Task statement: From the line containing "Please pin the white dress" to the final line of the material below, copy each line exactly, including both endpoints, and leave out all other lines.

________________________________________

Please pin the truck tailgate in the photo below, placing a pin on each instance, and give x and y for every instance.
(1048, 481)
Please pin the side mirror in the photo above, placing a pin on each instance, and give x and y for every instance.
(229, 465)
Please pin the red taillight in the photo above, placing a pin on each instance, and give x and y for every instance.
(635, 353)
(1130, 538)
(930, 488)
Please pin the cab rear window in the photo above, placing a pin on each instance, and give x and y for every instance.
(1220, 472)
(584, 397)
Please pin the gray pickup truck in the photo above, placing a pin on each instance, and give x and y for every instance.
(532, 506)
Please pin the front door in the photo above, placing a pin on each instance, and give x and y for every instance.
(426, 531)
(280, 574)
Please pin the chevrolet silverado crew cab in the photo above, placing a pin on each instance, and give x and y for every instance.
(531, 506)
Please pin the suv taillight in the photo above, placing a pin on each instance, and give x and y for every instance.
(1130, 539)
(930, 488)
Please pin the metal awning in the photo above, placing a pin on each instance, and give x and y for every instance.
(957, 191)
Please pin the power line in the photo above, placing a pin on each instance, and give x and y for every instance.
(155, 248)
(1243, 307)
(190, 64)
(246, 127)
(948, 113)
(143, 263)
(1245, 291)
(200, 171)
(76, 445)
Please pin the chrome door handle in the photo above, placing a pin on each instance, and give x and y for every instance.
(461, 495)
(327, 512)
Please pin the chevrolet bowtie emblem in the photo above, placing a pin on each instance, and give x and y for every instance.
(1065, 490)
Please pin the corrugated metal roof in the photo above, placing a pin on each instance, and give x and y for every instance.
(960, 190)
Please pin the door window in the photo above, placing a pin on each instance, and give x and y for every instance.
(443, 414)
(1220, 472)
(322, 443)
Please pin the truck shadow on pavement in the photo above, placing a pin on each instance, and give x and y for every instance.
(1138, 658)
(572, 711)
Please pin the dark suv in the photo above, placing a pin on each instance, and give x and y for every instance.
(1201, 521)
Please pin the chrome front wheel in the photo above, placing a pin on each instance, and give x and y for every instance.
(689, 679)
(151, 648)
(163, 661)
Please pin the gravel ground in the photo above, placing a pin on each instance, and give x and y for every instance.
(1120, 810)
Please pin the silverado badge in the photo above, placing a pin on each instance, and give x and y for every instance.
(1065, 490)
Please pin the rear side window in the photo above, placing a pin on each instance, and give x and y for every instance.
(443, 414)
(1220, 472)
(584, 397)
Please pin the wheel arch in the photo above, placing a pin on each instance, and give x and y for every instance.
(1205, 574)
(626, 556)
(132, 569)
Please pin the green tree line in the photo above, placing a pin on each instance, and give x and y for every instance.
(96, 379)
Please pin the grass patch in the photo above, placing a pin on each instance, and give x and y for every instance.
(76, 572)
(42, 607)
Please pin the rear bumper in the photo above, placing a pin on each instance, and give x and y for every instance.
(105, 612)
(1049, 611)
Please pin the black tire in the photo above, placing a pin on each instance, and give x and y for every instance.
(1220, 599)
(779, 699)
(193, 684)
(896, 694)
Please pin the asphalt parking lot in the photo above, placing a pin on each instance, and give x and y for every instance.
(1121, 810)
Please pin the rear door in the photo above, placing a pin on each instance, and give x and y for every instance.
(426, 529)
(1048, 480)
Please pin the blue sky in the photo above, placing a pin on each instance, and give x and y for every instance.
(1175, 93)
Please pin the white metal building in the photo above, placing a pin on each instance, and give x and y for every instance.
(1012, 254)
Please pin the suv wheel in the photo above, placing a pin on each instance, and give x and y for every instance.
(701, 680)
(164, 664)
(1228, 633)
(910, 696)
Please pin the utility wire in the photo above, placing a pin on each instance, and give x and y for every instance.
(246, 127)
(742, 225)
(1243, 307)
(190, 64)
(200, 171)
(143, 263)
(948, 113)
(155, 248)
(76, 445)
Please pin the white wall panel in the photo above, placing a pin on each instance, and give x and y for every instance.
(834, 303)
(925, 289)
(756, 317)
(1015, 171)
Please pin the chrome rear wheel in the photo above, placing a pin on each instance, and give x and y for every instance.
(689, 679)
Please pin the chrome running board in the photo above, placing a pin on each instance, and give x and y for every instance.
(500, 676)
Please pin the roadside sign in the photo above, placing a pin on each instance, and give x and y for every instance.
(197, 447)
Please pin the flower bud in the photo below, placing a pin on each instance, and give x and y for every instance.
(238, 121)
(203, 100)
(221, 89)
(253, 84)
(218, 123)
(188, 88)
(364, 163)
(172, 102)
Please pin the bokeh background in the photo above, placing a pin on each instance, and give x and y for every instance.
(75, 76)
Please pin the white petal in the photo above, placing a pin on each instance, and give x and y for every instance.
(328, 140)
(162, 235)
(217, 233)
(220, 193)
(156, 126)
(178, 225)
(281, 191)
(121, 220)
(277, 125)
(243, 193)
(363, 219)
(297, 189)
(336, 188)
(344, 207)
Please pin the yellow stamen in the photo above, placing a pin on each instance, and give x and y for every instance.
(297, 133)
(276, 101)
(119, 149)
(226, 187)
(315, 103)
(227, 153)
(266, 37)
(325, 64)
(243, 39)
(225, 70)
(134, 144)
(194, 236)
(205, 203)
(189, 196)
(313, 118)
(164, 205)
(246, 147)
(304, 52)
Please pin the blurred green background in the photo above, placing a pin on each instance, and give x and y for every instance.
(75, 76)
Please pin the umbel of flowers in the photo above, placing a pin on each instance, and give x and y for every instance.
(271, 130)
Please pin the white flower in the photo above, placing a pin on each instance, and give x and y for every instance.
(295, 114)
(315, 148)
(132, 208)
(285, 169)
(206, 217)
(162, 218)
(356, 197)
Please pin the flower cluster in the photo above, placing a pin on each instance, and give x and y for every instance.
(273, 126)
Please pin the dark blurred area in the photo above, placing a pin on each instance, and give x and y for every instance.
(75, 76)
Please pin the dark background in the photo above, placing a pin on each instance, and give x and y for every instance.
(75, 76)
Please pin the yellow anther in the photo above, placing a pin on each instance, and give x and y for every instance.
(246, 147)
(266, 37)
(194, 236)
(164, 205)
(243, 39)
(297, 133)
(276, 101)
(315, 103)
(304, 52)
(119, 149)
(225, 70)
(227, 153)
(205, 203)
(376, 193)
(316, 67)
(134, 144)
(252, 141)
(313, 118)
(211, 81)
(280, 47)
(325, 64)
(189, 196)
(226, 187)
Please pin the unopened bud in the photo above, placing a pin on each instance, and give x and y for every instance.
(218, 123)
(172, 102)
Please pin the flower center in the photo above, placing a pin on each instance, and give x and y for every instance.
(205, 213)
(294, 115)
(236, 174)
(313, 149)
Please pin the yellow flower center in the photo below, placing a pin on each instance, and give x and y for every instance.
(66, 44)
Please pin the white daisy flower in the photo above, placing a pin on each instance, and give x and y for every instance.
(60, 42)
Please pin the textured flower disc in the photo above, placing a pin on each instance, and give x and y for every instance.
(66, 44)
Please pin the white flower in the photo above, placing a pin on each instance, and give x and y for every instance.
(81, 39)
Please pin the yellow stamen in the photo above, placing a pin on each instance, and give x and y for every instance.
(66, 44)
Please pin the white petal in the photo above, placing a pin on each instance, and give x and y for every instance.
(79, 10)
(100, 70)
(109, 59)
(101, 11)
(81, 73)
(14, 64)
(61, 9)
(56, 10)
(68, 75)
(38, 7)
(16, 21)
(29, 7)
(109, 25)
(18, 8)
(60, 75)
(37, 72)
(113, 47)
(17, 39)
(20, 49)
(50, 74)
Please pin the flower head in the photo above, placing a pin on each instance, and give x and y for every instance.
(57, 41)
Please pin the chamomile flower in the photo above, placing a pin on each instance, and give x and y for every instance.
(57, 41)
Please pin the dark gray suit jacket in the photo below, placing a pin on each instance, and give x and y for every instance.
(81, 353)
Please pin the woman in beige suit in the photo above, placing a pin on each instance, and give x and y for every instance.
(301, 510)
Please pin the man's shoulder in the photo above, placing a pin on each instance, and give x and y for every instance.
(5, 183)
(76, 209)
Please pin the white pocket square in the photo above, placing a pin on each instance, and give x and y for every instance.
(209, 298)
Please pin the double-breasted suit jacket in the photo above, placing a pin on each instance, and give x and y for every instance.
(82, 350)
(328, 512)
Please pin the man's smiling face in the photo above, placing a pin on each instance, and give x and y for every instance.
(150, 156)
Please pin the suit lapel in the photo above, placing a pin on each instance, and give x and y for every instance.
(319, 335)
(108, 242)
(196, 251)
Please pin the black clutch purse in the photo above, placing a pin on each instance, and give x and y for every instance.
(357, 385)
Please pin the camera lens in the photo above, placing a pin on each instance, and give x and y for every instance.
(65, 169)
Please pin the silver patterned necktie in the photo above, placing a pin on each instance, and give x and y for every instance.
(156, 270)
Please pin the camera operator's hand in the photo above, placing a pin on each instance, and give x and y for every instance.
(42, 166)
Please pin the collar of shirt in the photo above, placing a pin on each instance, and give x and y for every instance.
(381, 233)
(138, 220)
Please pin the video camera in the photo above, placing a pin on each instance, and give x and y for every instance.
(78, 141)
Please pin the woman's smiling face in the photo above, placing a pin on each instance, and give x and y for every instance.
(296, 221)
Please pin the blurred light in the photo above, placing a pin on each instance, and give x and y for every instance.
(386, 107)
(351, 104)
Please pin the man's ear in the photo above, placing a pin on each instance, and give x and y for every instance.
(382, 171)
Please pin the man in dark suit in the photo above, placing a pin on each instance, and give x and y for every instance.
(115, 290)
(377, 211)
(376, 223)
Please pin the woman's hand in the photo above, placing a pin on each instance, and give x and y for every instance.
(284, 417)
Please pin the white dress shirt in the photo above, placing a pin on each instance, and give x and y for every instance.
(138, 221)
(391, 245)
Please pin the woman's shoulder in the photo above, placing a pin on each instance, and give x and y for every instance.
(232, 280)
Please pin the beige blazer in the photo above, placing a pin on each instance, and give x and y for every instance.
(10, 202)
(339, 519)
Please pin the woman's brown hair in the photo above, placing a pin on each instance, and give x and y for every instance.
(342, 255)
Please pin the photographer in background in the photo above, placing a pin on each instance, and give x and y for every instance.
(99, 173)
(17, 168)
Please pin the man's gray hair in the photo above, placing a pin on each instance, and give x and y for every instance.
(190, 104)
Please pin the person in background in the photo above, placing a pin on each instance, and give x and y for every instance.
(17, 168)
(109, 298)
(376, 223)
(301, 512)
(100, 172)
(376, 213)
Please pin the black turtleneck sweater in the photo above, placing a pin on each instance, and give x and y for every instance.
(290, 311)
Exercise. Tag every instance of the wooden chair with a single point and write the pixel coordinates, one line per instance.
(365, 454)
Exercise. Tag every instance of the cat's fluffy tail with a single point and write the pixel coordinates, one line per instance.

________________________________________

Completed exercise:
Please pin the white dress shirt in the photo above, placing a pin on each instance, and give x and y for every instance.
(138, 221)
(391, 245)
Please pin the woman's shoulder in the photo above, placing a pin on each instance, and give x and y for every instance.
(232, 280)
Please pin the beige blazer in the photo above, placing a pin on each instance, and give x and y for every instance.
(10, 202)
(339, 519)
Please pin the woman's brown hair in the photo above, placing a pin on each instance, and give x and y for every instance.
(342, 255)
Please pin the photographer in background in the photo above, placing a pin on each instance, and give x and y for every instance.
(99, 173)
(17, 168)
Please pin the man's gray hair in the photo above, placing a pin on each instance, and give x and y for every instance.
(190, 104)
Please pin the person in background in the photo above, placing a pin on each instance, and give x and y for every instance.
(17, 168)
(109, 298)
(376, 223)
(301, 512)
(100, 172)
(376, 213)
Please pin the black turtleneck sweater in the photo above, placing a pin on each instance, and give x and y for every instance.
(290, 311)
Exercise. Tag every instance of the wooden chair with a single point and write the pixel coordinates, one line per instance.
(365, 454)
Exercise. Tag every instance of the cat's fluffy tail with a single point and write the pixel coordinates, one line per instance.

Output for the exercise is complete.